Source text:

[START]

Google Compute Engine does regular maintenance of its infrastructure. This page describes the types and approximate frequencies of these maintenance events, and how you can set instance availability options to configure the behavior of VM instances when these maintenance events occur. This page also describes how to set an instance to live migrate when a maintenance event occurs.
Before you begin
- If you want to use the command-line examples in this guide:
- Install or update to the latest version of the gcloud command-line tool.
- Set a default region and zone.
- If you want to use the API examples in this guide, set up API access.
Maintenance events
Compute Engine maintenance events entail hardware and software updates. Some of these maintenance events require Google to move your VM away from the host that is undergoing maintenance and Compute Engine automatically manages the scheduling behavior of these instances. Compute Engine will live migrate your VM instances if you configured the instance's availability policy to use live migration. This prevents your applications from experiencing disruptions during these events. Alternatively, you can also choose to terminate your instances during these events rather than live migrating them.
The following table broadly categorizes Compute Engine maintenance events into two categories, illustrates each with examples, and signifies which maintenance event requires Live Migration of your VM to a different host.
| Maintenance event type | Examples | Approximate frequency * | Requires live migration to new host |
|---|---|---|---|
| Host maintenance | Host kernel upgrade, hardware repair or upgrade | Once per month | Yes |
| Lightweight | Hypervisor-level upgrade, networking stack upgrade | 1-2 times per week | No |
* Note that these frequencies are approximations, not guarantees. Compute Engine may occasionally perform maintenance more frequently than mentioned here.
Choosing availability policies
A VM instance's availability policy determines how it behaves when there is a maintenance event where Google must move your VM instance to another host machine. You can configure your VM instances to continue running while Compute Engine live migrates them to another host or you can choose to terminate your instances instead. You can update an instance's availability policy at any time to control how you want your VM instances to behave.
You can change an instance's availability policy by configuring the following two settings:
- The VM instance's maintenance behavior, which determines whether the instance is live migrated or terminated when there is a maintenance event.
- The instance's restart behavior, which determines whether the instance automatically restarts if it crashes or gets terminated.
The default maintenance behavior for instances is to live migrate, but you can change the behavior to terminate your instance during maintenance events instead.

[END]

What is asked:
(A) Give the passage of the Compute Engine maintenance page starting at "Before you begin" and ending at "live migrating them.", substituting "Google Cloud CLI" for "gcloud command-line tool".
(B) Please condense the paragraph of the Compute Engine maintenance page that begins "A VM instance's availability policy determines" while keeping its main facts.
(C) Write the next part of the Compute Engine maintenance page, following on from its last sentence.
The material after this point comes from a different source.

Data supplied:
[START]

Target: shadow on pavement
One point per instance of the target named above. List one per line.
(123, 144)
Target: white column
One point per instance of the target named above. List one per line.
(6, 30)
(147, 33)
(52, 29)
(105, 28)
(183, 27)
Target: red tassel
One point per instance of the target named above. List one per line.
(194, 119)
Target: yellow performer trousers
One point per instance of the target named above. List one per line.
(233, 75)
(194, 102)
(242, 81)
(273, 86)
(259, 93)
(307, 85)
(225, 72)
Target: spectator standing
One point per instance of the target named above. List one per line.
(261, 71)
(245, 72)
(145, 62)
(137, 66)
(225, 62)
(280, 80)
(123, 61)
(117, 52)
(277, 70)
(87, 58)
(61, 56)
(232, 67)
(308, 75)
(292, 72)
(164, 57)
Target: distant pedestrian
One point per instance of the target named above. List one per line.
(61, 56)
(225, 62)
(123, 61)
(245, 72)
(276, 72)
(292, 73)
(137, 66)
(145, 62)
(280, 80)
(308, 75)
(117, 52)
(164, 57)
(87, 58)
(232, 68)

[END]

Answer list:
(A)
Before you begin
- If you want to use the command-line examples in this guide:
- Install or update to the latest version of the Google Cloud CLI.
- Set a default region and zone.
- If you want to use the API examples in this guide, set up API access.
Maintenance events
Compute Engine maintenance events entail hardware and software updates. Some of these maintenance events require Google to move your VM away from the host that is undergoing maintenance and Compute Engine automatically manages the scheduling behavior of these instances. Compute Engine will live migrate your VM instances if you configured the instance's availability policy to use live migration. This prevents your applications from experiencing disruptions during these events. Alternatively, you can also choose to terminate your instances during these events rather than live migrating them.

(B) An instance's availability policy sets what happens when Google must move it to another host for maintenance: it keeps running while Compute Engine live migrates it, or it is terminated. The policy can be updated at any time.

(C)
Live migrate
By default, standard instances are set to live migrate, where Google Compute Engine automatically migrates your instance away from an infrastructure maintenance event, and your instance remains running during the migration. Your instance might experience a short period of decreased performance, although generally most instances should not notice any difference. This is ideal for instances that require constant uptime, and can tolerate a short period of decreased performance.
When Google Compute Engine migrates your instance, it reports a system event that is published to the list of zone operations. You can review this event by viewing the Compute Engine operations for a specific zone. Live migration events have the following operation type:
compute.instances.migrateOnHostMaintenance
Terminate and (optionally) restart
If you do not want your instance to live migrate, you can choose to terminate and optionally restart your instance. With this option, Google Compute Engine will signal your instance to shut down, wait for a short period of time for your instance to shut down cleanly, terminate the instance, and restart it away from the maintenance event. This option is ideal for instances that demand constant, maximum performance, and your overall application is built to handle instance failures or reboots.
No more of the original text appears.